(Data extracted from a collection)
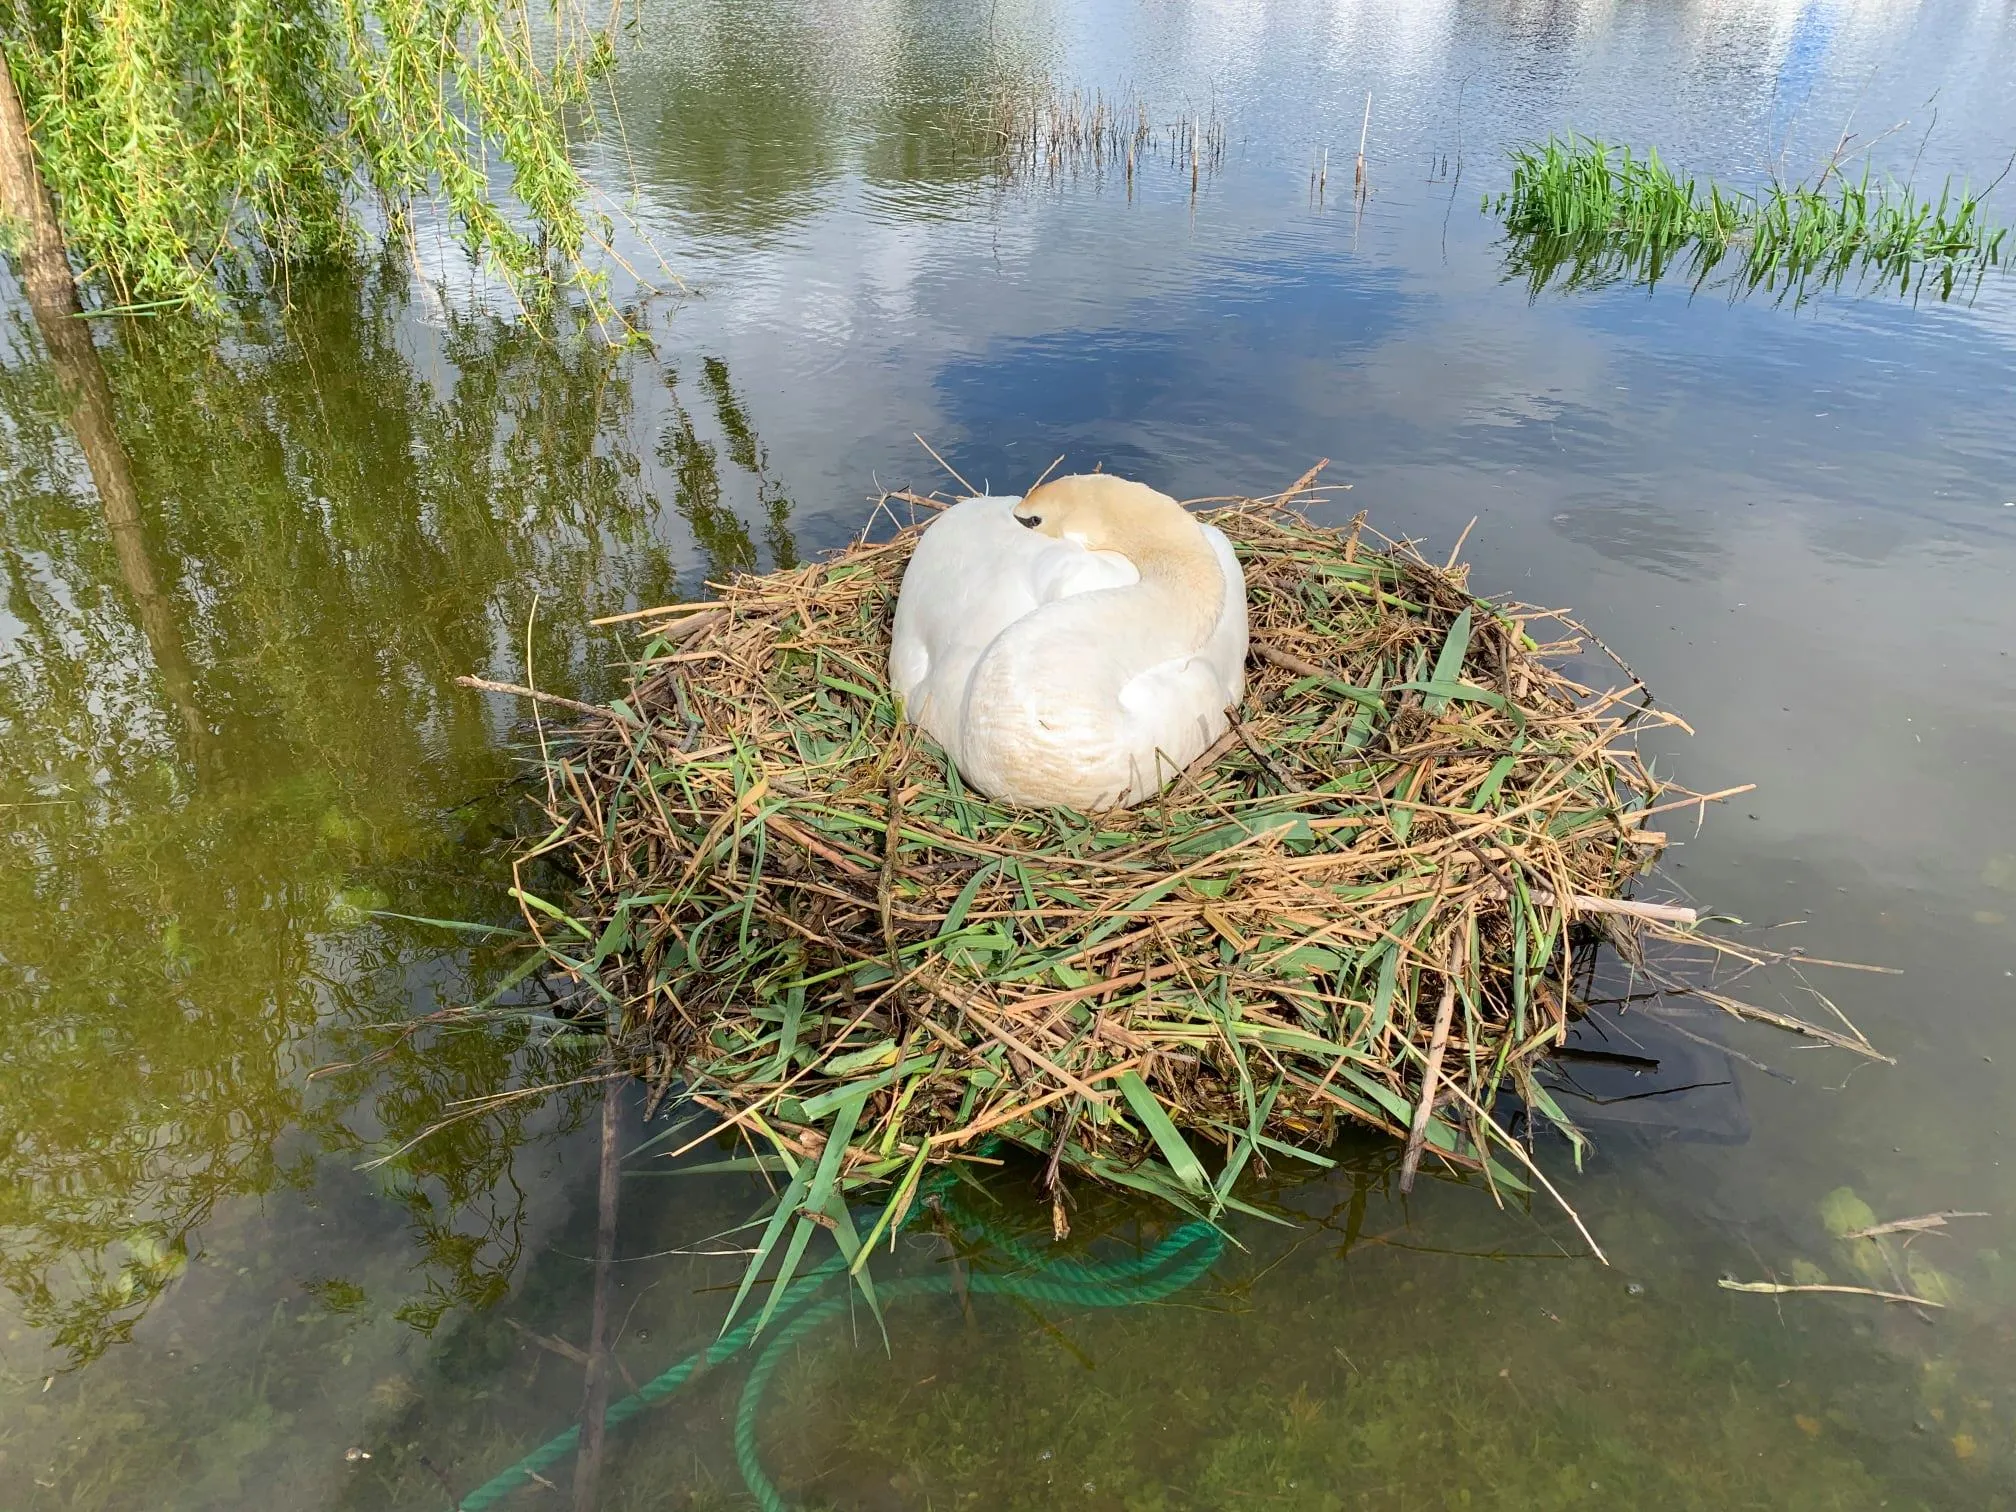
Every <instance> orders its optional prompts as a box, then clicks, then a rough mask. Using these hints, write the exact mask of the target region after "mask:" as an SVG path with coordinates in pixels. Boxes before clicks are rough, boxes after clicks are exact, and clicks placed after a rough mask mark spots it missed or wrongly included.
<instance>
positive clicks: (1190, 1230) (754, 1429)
mask: <svg viewBox="0 0 2016 1512" xmlns="http://www.w3.org/2000/svg"><path fill="white" fill-rule="evenodd" d="M982 1228H984V1226H982ZM996 1242H998V1246H1000V1248H1002V1250H1006V1252H1008V1254H1014V1256H1018V1258H1030V1260H1034V1256H1030V1252H1028V1250H1026V1248H1022V1246H1020V1244H1016V1242H1014V1240H1010V1238H1006V1236H1000V1238H998V1240H996ZM1224 1248H1226V1238H1224V1234H1220V1232H1218V1230H1216V1228H1212V1226H1210V1224H1195V1222H1193V1224H1183V1226H1181V1228H1177V1230H1173V1232H1171V1234H1169V1236H1167V1238H1165V1240H1161V1242H1159V1244H1155V1246H1153V1248H1151V1250H1147V1252H1143V1254H1139V1256H1133V1258H1125V1260H1109V1262H1103V1264H1089V1262H1081V1260H1034V1264H1036V1270H1030V1272H1010V1274H990V1272H982V1274H976V1276H970V1278H968V1290H972V1292H980V1294H990V1296H1022V1298H1026V1300H1032V1302H1058V1304H1064V1306H1133V1304H1141V1302H1159V1300H1161V1298H1165V1296H1173V1294H1175V1292H1179V1290H1183V1288H1185V1286H1189V1284H1191V1282H1195V1280H1198V1278H1200V1276H1204V1274H1206V1272H1208V1270H1210V1268H1212V1266H1214V1264H1218V1256H1220V1254H1224ZM845 1268H847V1260H845V1256H835V1258H833V1260H827V1262H825V1264H821V1266H816V1268H814V1270H808V1272H806V1274H804V1276H800V1278H798V1280H794V1282H792V1284H790V1286H788V1288H786V1290H784V1296H782V1298H778V1306H776V1316H784V1314H790V1316H788V1320H786V1322H784V1327H780V1329H778V1333H776V1335H774V1337H772V1339H770V1343H768V1345H766V1347H764V1351H762V1353H760V1355H758V1357H756V1361H754V1365H750V1373H748V1379H746V1381H744V1385H742V1403H740V1407H738V1409H736V1435H734V1439H736V1464H738V1466H740V1468H742V1480H744V1482H746V1484H748V1488H750V1494H752V1496H754V1498H756V1504H758V1506H760V1508H762V1512H790V1504H788V1502H786V1500H784V1498H782V1496H780V1494H778V1490H776V1486H772V1484H770V1478H768V1476H766V1474H764V1470H762V1458H760V1456H758V1452H756V1415H758V1411H760V1407H762V1393H764V1387H766V1385H768V1383H770V1377H772V1375H774V1373H776V1367H778V1365H780V1363H782V1361H784V1353H786V1351H788V1349H790V1347H792V1345H794V1343H796V1341H798V1339H802V1337H804V1335H808V1333H810V1331H812V1329H818V1327H821V1325H825V1322H829V1320H831V1318H835V1316H839V1314H841V1312H843V1310H845V1308H847V1304H849V1300H851V1294H849V1292H839V1294H835V1296H829V1298H825V1300H821V1302H814V1304H812V1306H804V1308H802V1310H796V1312H794V1308H800V1306H802V1304H804V1302H808V1300H810V1298H812V1294H814V1292H818V1290H821V1288H823V1286H825V1284H827V1282H831V1280H833V1278H835V1276H839V1274H841V1272H843V1270H845ZM950 1288H952V1278H950V1276H917V1278H911V1280H899V1282H893V1284H889V1286H883V1288H881V1296H885V1298H889V1300H893V1298H899V1296H919V1294H925V1292H937V1290H950ZM760 1320H762V1316H760V1314H756V1316H752V1318H750V1320H746V1322H742V1325H740V1327H738V1329H730V1331H728V1333H724V1335H722V1337H720V1339H716V1341H714V1343H712V1345H708V1347H706V1349H700V1351H696V1353H691V1355H687V1357H685V1359H681V1361H677V1363H675V1365H671V1367H669V1369H667V1371H663V1373H661V1375H655V1377H651V1379H649V1381H645V1383H643V1385H641V1387H639V1389H637V1391H633V1393H631V1395H627V1397H623V1399H621V1401H615V1403H611V1405H609V1411H607V1413H605V1415H603V1421H605V1423H607V1425H609V1427H617V1425H619V1423H627V1421H629V1419H631V1417H635V1415H637V1413H641V1411H643V1409H645V1407H651V1405H655V1403H659V1401H663V1399H665V1397H669V1395H671V1393H673V1391H677V1389H679V1387H681V1385H685V1383H687V1381H691V1379H694V1375H696V1373H698V1371H700V1369H702V1367H704V1365H720V1363H722V1361H726V1359H732V1357H734V1355H738V1353H742V1351H744V1349H748V1347H750V1343H752V1341H754V1339H756V1331H758V1325H760ZM579 1443H581V1425H579V1423H577V1425H573V1427H569V1429H566V1431H564V1433H558V1435H554V1437H550V1439H546V1441H544V1443H540V1445H538V1447H536V1450H532V1454H528V1456H524V1458H522V1460H518V1462H516V1464H514V1466H510V1468H506V1470H500V1472H498V1474H496V1476H492V1478H490V1480H486V1482H484V1484H482V1486H478V1488H476V1490H474V1492H470V1494H468V1496H464V1498H462V1500H460V1502H456V1512H486V1508H490V1506H496V1504H498V1502H500V1500H502V1498H504V1496H508V1494H510V1492H514V1490H518V1488H520V1486H524V1484H526V1482H528V1480H530V1478H532V1476H536V1474H538V1472H542V1470H546V1468H548V1466H550V1464H554V1462H556V1460H562V1458H566V1456H569V1454H573V1452H575V1447H577V1445H579Z"/></svg>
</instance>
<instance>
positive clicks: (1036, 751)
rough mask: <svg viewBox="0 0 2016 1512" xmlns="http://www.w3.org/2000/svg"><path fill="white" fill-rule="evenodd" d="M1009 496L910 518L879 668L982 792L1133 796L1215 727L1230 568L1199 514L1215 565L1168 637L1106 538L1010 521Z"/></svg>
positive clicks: (1241, 606) (1021, 800)
mask: <svg viewBox="0 0 2016 1512" xmlns="http://www.w3.org/2000/svg"><path fill="white" fill-rule="evenodd" d="M1016 504H1020V500H1018V498H972V500H964V502H960V504H954V506H952V508H950V510H946V512H943V514H941V516H939V518H937V520H933V522H931V524H929V528H925V532H923V536H921V538H919V542H917V548H915V554H913V556H911V562H909V566H907V571H905V575H903V589H901V593H899V597H897V611H895V629H893V637H891V647H889V681H891V685H893V687H895V691H897V696H899V698H901V700H903V708H905V716H907V718H909V720H911V722H913V724H917V726H919V728H923V730H925V732H927V734H931V736H933V738H935V740H937V742H939V744H941V746H943V748H946V752H948V754H950V756H952V760H954V764H956V766H958V768H960V774H962V776H964V778H966V780H968V782H972V784H974V786H978V788H980V790H982V792H988V794H992V796H996V798H1006V800H1010V802H1028V804H1068V806H1073V808H1101V806H1109V804H1125V802H1139V800H1141V798H1147V796H1149V794H1153V792H1155V790H1159V788H1161V786H1163V784H1165V782H1167V780H1169V778H1171V776H1173V774H1175V772H1179V770H1181V768H1183V766H1187V764H1189V762H1191V760H1195V758H1198V756H1200V754H1202V752H1204V750H1206V746H1210V744H1212V742H1214V740H1216V738H1218V736H1220V734H1224V730H1226V708H1230V706H1232V704H1238V700H1240V694H1242V691H1244V683H1246V581H1244V577H1242V575H1240V564H1238V558H1236V556H1234V554H1232V544H1230V542H1228V540H1226V536H1224V532H1220V530H1216V528H1212V526H1206V524H1200V526H1198V530H1200V536H1202V538H1204V542H1208V544H1210V552H1212V556H1214V558H1216V562H1218V571H1220V575H1222V581H1224V603H1222V607H1220V613H1218V619H1216V623H1214V625H1212V629H1210V633H1208V637H1206V639H1204V643H1202V645H1183V643H1181V641H1179V637H1177V633H1175V631H1171V627H1169V623H1167V615H1163V613H1157V611H1155V607H1153V603H1151V595H1147V593H1143V591H1133V593H1129V589H1133V587H1135V585H1139V581H1141V575H1139V573H1137V571H1135V566H1133V562H1129V560H1127V558H1125V556H1123V554H1119V552H1111V550H1107V552H1093V550H1087V548H1085V546H1083V544H1079V542H1075V540H1070V538H1062V540H1060V538H1056V536H1048V534H1040V532H1036V530H1028V528H1024V526H1022V524H1020V522H1018V520H1016V518H1014V506H1016Z"/></svg>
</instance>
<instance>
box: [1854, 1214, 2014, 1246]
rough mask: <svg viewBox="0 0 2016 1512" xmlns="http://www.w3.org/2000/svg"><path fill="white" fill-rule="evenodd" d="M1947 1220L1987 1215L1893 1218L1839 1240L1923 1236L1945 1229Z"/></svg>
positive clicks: (1873, 1224)
mask: <svg viewBox="0 0 2016 1512" xmlns="http://www.w3.org/2000/svg"><path fill="white" fill-rule="evenodd" d="M1949 1218H1988V1214H1964V1212H1943V1214H1925V1216H1921V1218H1893V1220H1891V1222H1887V1224H1873V1226H1871V1228H1857V1230H1855V1232H1851V1234H1843V1236H1841V1238H1845V1240H1873V1238H1875V1236H1877V1234H1923V1232H1927V1230H1933V1228H1945V1224H1947V1220H1949Z"/></svg>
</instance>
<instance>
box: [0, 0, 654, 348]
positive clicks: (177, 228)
mask: <svg viewBox="0 0 2016 1512" xmlns="http://www.w3.org/2000/svg"><path fill="white" fill-rule="evenodd" d="M534 6H540V0H16V2H14V4H12V6H10V8H6V10H0V50H4V54H6V69H4V71H0V220H4V228H0V234H4V238H6V242H8V244H10V248H8V250H12V252H14V256H16V260H18V266H20V272H22V286H24V292H26V294H28V296H30V302H34V306H36V314H38V317H46V314H52V312H54V308H56V306H65V308H67V310H75V308H77V292H75V282H73V276H75V278H77V280H83V282H85V284H91V286H97V288H99V290H103V296H105V300H107V302H111V304H119V306H135V304H145V306H169V304H171V306H190V308H196V310H204V312H216V310H220V308H222V306H224V300H226V298H228V294H230V292H232V290H236V288H260V286H270V284H274V282H278V280H284V278H286V274H288V270H292V268H296V266H300V264H304V262H312V260H317V258H329V256H343V254H349V252H355V250H361V248H363V244H365V242H367V238H369V236H373V234H379V236H385V234H389V236H403V234H407V228H409V224H411V222H409V216H411V212H413V208H415V204H417V202H435V204H439V206H442V208H444V210H446V214H448V218H450V220H452V222H454V224H456V226H458V230H460V234H462V240H464V242H466V246H468V250H470V252H472V254H476V256H480V258H484V260H486V262H488V264H490V266H492V268H494V270H498V272H502V274H504V276H506V278H508V280H510V282H512V284H514V286H518V288H530V290H538V292H544V290H550V288H552V286H556V284H564V282H577V284H587V286H589V288H591V292H593V290H595V274H593V272H591V270H589V268H587V264H585V262H583V246H585V242H587V240H589V234H591V228H589V222H587V216H585V212H583V183H581V177H579V175H577V171H575V165H573V161H571V157H569V139H566V133H569V121H571V117H573V115H577V113H581V111H585V107H587V97H589V87H591V81H593V79H595V75H597V73H599V71H603V69H605V67H607V65H609V60H611V56H613V46H611V40H613V38H611V32H613V28H615V24H617V20H619V18H621V14H623V6H621V0H615V6H613V12H611V16H609V20H607V24H589V20H587V18H585V16H583V14H581V12H577V10H575V8H573V0H550V10H548V8H544V6H540V10H538V14H534V12H532V8H534Z"/></svg>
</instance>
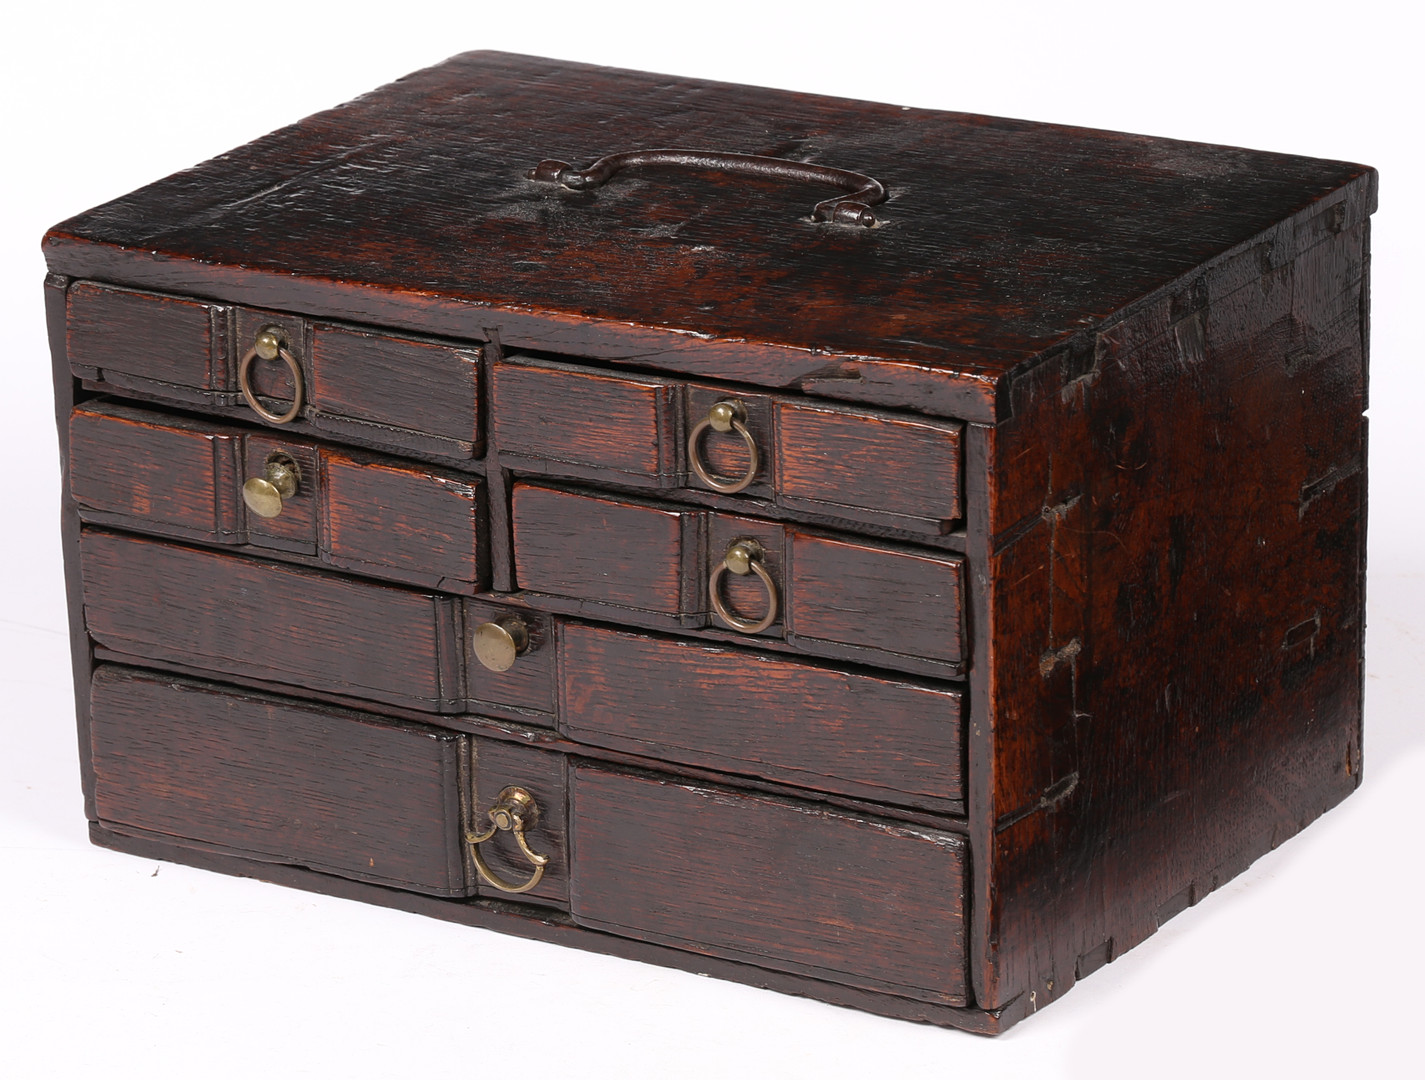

Exercise brief ▸
Rewrite the records as a numbered list, starting at the beginning of the records and going on through the line with "positive clicks: (1190, 1230) (754, 1429)", skipping blank lines and leaving out the pictures.

Answer to this task ▸
1. Every <instance> orders its optional prompts as a box, then clicks, then a rough mask. Using these hints, write the exact mask of the target region after "mask:" as an SVG path with coordinates in pixels. Boxes before clicks are rough, boxes after clicks are exact, and clicks placed after a rough mask mark spots it missed or wrongly included.
2. <instance>
3. positive clicks: (1190, 1230) (754, 1429)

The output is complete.